* [Materials provided]
++++++++++
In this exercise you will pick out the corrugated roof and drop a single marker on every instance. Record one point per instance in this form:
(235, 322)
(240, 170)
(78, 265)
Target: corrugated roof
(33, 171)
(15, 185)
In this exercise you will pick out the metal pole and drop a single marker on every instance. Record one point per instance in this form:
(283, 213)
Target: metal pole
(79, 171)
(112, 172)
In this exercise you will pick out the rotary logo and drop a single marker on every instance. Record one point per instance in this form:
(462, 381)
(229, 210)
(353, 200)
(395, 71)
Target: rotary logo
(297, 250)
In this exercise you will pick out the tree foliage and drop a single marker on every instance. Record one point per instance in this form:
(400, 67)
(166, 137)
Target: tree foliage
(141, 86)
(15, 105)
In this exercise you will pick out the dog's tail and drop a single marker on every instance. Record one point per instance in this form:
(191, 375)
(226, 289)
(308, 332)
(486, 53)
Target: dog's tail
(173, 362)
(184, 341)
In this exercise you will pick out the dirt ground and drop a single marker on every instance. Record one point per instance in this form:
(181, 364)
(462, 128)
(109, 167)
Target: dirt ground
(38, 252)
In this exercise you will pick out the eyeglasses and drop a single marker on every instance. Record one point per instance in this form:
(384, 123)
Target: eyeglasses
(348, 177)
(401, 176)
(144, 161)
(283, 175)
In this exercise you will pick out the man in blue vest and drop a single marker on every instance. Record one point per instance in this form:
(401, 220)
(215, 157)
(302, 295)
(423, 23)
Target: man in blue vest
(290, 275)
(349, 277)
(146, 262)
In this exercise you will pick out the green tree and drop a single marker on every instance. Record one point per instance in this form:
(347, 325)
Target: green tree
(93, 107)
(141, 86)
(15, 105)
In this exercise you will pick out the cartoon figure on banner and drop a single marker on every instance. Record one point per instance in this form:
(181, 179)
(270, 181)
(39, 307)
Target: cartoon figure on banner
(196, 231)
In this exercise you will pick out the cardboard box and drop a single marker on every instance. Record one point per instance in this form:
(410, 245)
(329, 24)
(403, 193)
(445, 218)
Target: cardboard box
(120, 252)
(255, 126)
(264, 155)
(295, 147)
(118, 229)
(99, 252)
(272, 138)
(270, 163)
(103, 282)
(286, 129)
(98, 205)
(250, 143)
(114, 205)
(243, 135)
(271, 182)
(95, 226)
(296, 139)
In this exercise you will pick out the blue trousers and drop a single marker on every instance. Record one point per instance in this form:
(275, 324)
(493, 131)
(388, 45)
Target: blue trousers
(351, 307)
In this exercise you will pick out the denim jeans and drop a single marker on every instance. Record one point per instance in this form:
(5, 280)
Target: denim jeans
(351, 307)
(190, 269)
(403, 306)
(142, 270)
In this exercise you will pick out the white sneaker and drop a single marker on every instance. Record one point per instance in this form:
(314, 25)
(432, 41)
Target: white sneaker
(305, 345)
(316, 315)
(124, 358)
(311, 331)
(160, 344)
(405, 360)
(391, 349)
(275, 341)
++++++++++
* [Aim of the exercise] Retype the data in full and match it exactly.

* [Response box]
In this exercise you will pick out the corrugated roof and drop a single marker on every instance. Record one point per instance in this form:
(235, 322)
(240, 170)
(78, 265)
Target: corrugated roof
(33, 171)
(15, 185)
In this exercise you will pick out the metal pole and drop a single marker on every instance. Record one point per instance in this form:
(283, 213)
Target: metal pole
(79, 171)
(112, 172)
In this exercise you will pick out the rotary logo and drop a single marker on every instance. Record one point per instance in this form:
(462, 381)
(229, 210)
(353, 200)
(395, 71)
Target: rotary logo
(297, 250)
In this exercise you will pick out the tree foliage and drop a single marker on every instance. Record one point per instance in this form:
(400, 67)
(166, 137)
Target: tree foliage
(141, 86)
(15, 105)
In this exercise you will pick out the dog's tail and drop a single marker on every instance. Record one point per instance in this form:
(191, 375)
(226, 289)
(308, 332)
(486, 53)
Target: dog's tail
(173, 362)
(184, 341)
In this exercise you will pick out the dirt ground and drop a single marker on every instance. Record one point per instance in this form:
(181, 364)
(462, 128)
(109, 167)
Target: dirt ground
(38, 252)
In this exercise you will pick out the eyeglasses and drop a single marker on every instance. Record one point per instance in this form:
(384, 123)
Target: eyeglasses
(348, 177)
(401, 176)
(144, 161)
(283, 175)
In this exercise you will pick out the man in blue vest and drop a single marker on every instance. Record one point per instance in this form:
(401, 220)
(215, 157)
(302, 295)
(423, 23)
Target: man in blue vest
(290, 275)
(349, 277)
(146, 262)
In this exercise you will pick out the green tree and drop a single marker on every instance. Record one point per instance in this form:
(347, 325)
Target: green tree
(93, 107)
(141, 86)
(15, 105)
In this exercise you will pick out the cartoon figure on banner and drop a single marker on every instance. Record one point per instance in this form:
(181, 179)
(270, 181)
(39, 307)
Target: cartoon figure on banner
(196, 231)
In this exercise you will pick out the cardboard box and drop a single marker on every instance. Record one point per instance in this form:
(410, 245)
(329, 24)
(403, 193)
(445, 218)
Target: cardboard box
(120, 252)
(255, 126)
(264, 155)
(295, 147)
(118, 229)
(99, 252)
(272, 138)
(270, 163)
(103, 282)
(286, 129)
(98, 205)
(250, 143)
(114, 205)
(243, 135)
(271, 182)
(95, 226)
(296, 139)
In this exercise you will pick out the blue trousers and drop a single marker on every instance. Record one point per instance in this form:
(275, 324)
(493, 131)
(388, 45)
Target: blue trousers
(351, 307)
In this exercise you will pick out the denim jeans and drop a single marker on every instance. Record one point per instance in this form:
(5, 280)
Target: denim jeans
(351, 307)
(190, 269)
(403, 306)
(142, 270)
In this exercise you will pick out the white sneaker and drop a single marker on every instance. Record one point per instance in this form:
(314, 25)
(432, 41)
Target: white sneaker
(305, 345)
(316, 315)
(124, 358)
(311, 331)
(160, 344)
(405, 360)
(391, 349)
(275, 341)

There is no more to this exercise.